EXERCISE GOAL: Please show every line from the entries that carries the word "building".

SOURCE MATERIAL:

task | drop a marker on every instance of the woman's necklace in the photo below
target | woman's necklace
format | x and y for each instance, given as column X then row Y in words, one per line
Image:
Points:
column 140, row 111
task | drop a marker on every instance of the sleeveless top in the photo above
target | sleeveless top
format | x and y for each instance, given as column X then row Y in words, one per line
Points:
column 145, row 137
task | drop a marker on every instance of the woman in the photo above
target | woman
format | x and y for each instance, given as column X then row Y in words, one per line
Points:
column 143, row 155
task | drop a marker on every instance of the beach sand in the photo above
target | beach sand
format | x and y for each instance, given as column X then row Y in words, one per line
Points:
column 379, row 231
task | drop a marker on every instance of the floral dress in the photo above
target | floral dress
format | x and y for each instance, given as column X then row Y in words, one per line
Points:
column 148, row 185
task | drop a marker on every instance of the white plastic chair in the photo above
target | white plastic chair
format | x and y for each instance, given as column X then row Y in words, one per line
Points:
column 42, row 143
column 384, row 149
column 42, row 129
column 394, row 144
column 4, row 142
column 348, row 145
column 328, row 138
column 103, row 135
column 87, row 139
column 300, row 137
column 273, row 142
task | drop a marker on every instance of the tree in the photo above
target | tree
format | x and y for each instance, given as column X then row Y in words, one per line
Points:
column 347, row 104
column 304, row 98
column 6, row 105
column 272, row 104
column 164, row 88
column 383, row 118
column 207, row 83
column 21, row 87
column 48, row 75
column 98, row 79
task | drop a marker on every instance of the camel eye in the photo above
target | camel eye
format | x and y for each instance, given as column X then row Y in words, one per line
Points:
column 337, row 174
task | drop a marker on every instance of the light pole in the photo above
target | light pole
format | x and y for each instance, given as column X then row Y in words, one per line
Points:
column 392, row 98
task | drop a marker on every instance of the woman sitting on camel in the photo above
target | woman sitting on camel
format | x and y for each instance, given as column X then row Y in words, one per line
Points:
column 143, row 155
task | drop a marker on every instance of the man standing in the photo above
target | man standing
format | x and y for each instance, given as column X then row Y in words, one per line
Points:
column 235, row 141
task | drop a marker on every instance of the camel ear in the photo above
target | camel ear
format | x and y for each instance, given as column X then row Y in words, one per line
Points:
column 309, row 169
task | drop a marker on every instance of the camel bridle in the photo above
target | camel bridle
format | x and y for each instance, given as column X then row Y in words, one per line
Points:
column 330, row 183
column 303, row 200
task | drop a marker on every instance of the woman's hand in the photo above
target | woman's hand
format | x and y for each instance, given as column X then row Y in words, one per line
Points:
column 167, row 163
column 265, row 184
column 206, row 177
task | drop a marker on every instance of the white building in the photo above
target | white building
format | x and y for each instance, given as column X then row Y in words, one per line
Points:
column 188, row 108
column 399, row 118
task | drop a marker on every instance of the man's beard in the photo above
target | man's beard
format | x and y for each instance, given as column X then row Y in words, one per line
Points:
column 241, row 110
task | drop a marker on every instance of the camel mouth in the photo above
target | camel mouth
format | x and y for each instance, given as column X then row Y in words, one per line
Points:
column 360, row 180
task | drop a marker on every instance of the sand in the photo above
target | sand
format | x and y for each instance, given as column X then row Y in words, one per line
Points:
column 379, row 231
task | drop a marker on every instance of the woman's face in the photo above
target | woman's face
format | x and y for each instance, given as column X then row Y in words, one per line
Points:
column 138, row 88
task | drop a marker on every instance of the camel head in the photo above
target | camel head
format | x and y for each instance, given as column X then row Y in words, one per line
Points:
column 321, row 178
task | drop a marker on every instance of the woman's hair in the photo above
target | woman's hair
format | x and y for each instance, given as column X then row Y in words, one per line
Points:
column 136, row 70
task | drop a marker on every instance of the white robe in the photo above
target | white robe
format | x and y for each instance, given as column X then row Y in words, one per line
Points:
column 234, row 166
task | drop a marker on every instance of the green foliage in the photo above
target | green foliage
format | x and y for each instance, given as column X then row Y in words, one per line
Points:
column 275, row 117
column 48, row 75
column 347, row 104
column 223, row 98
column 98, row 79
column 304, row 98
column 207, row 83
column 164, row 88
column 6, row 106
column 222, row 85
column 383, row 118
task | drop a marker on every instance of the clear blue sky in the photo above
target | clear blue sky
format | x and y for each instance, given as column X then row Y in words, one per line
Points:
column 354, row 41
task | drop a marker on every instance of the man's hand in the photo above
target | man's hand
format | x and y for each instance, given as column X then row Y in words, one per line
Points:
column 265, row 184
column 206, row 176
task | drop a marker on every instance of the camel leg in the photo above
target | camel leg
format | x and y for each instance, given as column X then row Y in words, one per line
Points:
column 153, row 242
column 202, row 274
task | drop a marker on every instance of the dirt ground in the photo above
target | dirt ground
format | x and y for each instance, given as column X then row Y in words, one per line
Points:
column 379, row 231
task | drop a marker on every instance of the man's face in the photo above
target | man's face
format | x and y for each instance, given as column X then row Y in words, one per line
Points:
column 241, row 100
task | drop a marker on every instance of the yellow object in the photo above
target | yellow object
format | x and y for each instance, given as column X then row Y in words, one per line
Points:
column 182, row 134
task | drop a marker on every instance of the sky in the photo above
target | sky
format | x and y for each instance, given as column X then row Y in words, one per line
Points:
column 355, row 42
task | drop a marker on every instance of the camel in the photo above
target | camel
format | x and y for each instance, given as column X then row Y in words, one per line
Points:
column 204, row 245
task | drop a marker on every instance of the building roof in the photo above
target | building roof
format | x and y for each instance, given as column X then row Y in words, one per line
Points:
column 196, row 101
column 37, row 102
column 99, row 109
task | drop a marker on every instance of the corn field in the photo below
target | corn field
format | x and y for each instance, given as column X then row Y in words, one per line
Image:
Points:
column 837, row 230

RESPONSE:
task | drop a marker on every instance of the white building in the photo above
target | white building
task | drop a marker on every instance of the building roof in the photo above
target | building roof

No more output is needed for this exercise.